╭──

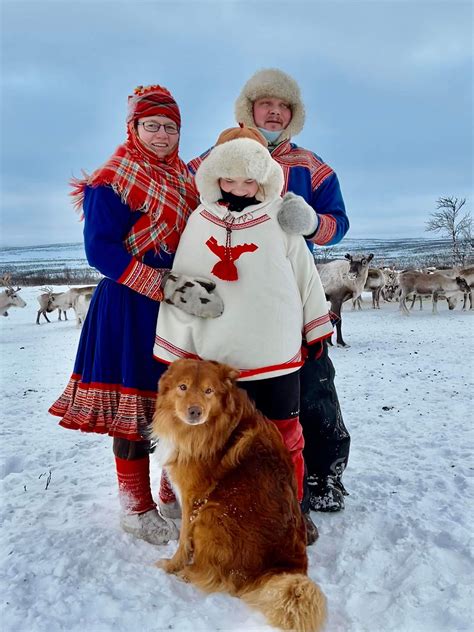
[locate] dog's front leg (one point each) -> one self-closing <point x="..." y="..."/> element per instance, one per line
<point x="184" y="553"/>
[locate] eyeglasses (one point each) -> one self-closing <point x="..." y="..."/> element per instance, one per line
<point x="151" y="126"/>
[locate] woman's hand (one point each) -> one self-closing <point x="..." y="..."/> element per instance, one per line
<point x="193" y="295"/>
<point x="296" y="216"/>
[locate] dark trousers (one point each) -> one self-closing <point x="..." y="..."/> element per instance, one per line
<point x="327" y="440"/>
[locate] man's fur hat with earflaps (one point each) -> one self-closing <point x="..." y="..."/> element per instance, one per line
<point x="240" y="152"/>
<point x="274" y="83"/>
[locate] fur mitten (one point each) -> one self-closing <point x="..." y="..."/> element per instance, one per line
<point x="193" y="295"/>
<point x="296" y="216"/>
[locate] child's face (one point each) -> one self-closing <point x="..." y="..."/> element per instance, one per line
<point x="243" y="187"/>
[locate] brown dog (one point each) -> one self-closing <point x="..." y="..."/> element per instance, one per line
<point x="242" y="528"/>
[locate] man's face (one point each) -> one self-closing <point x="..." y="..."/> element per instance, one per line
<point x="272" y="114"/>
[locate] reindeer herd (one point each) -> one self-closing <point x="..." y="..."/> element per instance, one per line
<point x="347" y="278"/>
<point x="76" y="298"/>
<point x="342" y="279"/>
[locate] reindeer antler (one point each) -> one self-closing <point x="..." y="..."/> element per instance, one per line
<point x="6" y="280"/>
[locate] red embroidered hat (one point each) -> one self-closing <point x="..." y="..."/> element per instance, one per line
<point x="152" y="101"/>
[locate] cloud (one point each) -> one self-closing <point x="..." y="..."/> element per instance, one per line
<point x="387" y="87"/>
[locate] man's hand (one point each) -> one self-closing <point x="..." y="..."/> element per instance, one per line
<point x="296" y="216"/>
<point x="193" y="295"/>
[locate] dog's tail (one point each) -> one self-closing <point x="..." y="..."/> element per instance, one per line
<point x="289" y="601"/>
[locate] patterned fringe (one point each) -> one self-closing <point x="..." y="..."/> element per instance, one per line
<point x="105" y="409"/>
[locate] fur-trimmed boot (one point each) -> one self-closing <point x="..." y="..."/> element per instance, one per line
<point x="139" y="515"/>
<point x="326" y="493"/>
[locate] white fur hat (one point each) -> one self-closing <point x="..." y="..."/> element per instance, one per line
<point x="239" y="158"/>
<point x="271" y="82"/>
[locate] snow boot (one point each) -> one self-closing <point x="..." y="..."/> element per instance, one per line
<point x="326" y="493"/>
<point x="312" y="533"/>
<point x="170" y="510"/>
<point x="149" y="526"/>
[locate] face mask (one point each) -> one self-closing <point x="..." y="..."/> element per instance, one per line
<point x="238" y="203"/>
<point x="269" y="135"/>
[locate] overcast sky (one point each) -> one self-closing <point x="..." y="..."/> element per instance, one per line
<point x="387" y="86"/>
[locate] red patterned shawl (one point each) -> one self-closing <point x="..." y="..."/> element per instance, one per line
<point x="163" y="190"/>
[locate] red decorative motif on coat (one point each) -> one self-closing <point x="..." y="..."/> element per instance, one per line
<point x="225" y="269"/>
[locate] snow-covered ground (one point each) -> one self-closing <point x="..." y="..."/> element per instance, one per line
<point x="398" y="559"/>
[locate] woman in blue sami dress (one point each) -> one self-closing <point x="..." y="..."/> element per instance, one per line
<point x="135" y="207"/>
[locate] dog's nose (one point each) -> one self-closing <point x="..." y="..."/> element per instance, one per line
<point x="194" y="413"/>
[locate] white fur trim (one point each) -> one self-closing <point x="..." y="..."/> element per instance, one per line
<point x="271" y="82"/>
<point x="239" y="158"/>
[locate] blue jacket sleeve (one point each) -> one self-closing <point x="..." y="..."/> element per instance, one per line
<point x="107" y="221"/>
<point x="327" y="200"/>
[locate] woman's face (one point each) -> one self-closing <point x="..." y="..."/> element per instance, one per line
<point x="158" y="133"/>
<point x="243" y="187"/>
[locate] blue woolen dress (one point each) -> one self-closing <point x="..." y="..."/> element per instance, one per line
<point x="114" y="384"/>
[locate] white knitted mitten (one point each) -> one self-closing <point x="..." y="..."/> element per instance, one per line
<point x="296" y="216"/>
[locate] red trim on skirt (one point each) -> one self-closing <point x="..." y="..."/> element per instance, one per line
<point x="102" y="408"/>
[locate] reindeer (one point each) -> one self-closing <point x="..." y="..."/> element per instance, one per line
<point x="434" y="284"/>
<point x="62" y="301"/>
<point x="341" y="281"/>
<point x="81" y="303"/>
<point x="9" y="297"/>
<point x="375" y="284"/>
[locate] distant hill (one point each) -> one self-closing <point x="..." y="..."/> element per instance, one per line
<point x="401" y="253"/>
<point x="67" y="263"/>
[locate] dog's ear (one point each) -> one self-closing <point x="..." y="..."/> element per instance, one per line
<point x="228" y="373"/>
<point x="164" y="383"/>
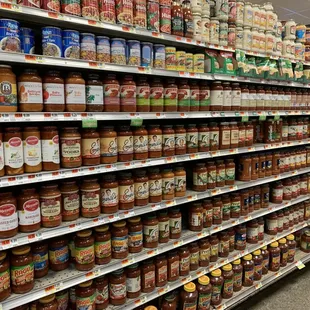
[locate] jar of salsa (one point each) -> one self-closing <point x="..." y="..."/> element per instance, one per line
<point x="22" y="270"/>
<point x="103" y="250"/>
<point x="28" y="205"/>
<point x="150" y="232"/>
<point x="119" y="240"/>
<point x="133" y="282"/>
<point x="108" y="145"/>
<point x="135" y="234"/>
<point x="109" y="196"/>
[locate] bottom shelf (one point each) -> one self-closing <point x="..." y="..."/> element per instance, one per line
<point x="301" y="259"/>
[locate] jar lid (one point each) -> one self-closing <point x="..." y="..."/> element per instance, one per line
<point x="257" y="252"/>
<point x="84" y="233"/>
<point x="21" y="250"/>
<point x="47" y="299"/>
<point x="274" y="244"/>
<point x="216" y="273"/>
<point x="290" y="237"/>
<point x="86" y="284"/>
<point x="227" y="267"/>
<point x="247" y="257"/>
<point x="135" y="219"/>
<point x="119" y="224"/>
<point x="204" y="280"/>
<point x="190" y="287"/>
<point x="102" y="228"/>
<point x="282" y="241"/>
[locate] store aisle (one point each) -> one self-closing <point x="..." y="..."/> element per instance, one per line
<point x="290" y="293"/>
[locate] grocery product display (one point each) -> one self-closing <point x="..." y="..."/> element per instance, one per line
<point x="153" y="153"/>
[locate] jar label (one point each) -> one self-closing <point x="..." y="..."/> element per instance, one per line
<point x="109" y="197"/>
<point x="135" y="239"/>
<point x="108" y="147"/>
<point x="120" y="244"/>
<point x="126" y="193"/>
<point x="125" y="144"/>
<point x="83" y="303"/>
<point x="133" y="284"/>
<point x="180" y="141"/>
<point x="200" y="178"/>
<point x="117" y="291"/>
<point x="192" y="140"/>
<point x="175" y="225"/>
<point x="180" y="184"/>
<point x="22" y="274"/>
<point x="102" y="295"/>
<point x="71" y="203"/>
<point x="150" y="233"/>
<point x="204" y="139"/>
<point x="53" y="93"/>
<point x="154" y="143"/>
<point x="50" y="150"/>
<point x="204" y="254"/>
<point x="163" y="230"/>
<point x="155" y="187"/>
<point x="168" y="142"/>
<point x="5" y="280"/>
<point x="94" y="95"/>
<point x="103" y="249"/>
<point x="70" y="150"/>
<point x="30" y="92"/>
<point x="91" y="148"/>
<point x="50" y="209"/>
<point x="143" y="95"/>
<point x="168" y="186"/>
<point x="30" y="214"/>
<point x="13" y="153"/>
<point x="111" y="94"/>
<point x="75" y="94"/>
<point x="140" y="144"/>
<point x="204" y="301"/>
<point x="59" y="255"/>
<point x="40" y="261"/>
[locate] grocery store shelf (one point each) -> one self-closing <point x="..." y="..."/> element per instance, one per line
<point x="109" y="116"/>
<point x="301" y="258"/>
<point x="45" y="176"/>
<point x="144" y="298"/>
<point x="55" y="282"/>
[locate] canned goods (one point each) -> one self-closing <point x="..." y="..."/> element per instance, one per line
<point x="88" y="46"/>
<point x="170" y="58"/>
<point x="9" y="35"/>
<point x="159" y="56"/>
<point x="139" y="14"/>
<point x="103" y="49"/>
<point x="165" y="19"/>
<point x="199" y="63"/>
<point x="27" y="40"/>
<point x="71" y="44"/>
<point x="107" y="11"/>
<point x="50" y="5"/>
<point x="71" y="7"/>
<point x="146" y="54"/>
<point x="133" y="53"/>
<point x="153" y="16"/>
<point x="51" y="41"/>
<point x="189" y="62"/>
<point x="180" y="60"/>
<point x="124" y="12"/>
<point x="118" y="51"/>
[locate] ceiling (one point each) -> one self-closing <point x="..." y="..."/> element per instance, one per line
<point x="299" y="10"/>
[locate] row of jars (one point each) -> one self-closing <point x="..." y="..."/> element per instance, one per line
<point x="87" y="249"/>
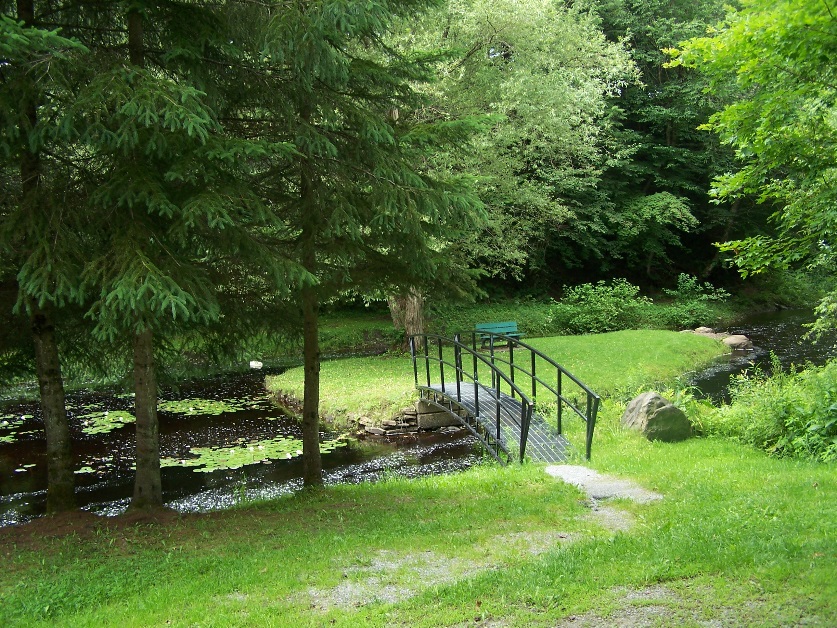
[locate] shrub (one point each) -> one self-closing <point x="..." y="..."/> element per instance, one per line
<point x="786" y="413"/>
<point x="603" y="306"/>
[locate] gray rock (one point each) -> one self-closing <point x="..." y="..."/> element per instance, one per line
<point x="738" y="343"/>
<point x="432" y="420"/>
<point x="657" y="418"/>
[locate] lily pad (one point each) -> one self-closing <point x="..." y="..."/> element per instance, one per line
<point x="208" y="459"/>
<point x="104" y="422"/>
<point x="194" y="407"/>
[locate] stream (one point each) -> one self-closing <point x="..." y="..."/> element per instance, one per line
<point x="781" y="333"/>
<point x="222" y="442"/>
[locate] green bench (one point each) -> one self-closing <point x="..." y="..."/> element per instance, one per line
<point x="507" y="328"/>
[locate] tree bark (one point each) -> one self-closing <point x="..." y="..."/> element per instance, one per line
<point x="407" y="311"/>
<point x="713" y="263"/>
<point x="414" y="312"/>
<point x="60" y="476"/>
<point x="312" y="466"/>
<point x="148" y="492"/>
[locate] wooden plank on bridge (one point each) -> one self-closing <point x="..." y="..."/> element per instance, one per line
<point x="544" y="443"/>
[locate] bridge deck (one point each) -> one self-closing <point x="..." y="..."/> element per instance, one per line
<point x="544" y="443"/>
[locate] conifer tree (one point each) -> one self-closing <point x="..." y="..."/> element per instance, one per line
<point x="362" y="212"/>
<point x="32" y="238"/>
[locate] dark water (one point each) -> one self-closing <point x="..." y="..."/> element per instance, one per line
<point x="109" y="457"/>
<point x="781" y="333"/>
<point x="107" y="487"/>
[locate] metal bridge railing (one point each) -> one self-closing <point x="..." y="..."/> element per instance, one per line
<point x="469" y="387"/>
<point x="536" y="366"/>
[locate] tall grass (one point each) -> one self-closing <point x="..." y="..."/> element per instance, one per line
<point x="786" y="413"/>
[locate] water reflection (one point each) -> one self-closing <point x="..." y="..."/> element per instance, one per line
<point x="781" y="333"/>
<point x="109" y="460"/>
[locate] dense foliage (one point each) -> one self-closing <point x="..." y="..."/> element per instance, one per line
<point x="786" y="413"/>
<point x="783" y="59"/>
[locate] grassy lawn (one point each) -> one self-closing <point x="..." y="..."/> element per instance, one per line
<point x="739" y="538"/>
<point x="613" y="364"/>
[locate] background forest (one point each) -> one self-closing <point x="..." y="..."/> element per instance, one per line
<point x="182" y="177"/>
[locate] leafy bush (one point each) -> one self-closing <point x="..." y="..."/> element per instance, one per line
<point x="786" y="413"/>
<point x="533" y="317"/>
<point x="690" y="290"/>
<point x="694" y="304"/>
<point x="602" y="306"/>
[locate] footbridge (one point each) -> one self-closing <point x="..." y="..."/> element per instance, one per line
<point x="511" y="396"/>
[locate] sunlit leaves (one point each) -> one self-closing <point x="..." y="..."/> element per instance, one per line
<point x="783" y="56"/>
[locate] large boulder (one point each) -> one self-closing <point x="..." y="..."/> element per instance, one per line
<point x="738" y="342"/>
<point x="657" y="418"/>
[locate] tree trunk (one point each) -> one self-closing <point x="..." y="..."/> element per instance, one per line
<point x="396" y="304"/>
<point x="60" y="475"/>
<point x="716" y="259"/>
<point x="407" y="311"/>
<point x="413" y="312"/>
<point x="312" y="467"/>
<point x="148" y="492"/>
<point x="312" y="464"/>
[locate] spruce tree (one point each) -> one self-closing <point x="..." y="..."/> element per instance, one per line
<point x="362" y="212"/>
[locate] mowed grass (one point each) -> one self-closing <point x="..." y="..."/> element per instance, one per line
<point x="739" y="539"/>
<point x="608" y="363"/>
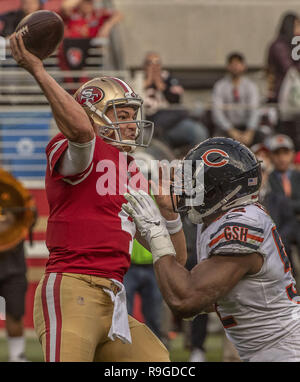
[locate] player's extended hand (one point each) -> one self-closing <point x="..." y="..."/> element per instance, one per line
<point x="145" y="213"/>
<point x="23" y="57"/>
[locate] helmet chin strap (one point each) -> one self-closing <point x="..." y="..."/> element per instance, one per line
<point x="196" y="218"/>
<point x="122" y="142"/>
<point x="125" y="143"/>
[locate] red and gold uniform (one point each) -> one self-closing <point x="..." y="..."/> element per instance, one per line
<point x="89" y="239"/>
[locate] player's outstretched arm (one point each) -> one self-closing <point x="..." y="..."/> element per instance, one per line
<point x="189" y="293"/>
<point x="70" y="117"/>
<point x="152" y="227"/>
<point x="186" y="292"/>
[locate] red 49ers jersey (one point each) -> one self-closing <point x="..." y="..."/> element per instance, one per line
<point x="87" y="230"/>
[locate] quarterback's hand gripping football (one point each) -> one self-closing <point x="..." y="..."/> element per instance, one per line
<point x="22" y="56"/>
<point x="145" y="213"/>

╰──

### DIRECTION
Do not include pictures. Copy only the lines running from the line with "[locate] spruce tree" through the last line of the records, exactly as they appear.

### EXERCISE RESPONSE
[locate] spruce tree (one point each) -> one self-closing <point x="..." y="..."/> element per instance, one per line
<point x="362" y="212"/>
[locate] mowed grass (one point each) -> one self-closing <point x="..." y="..."/> element per instance, one per line
<point x="739" y="539"/>
<point x="608" y="363"/>
[locate] player's extended hand (one point each) -> one self-closing <point x="..." y="..."/> element per instance, one per line
<point x="145" y="213"/>
<point x="23" y="57"/>
[locate] helmet chin strap (one point each) -> one self-closing <point x="..." y="..."/> element per instance, one per line
<point x="196" y="218"/>
<point x="122" y="142"/>
<point x="125" y="143"/>
[locate] red and gold uniform (one point each) -> one self-closing <point x="..." y="..."/> element per instance, one per line
<point x="89" y="239"/>
[locate] player's outstretched arm (one point each) -> one self-closing <point x="..." y="..."/> element per instance, one per line
<point x="189" y="293"/>
<point x="70" y="117"/>
<point x="152" y="227"/>
<point x="186" y="292"/>
[locate] red 49ers jersey (one point each) -> one self-closing <point x="..." y="..."/> element per instance, one per line
<point x="87" y="230"/>
[locate] quarterback's hand gripping football (one point each) -> one self-closing <point x="..." y="..."/> element per instance, one per line
<point x="22" y="56"/>
<point x="145" y="213"/>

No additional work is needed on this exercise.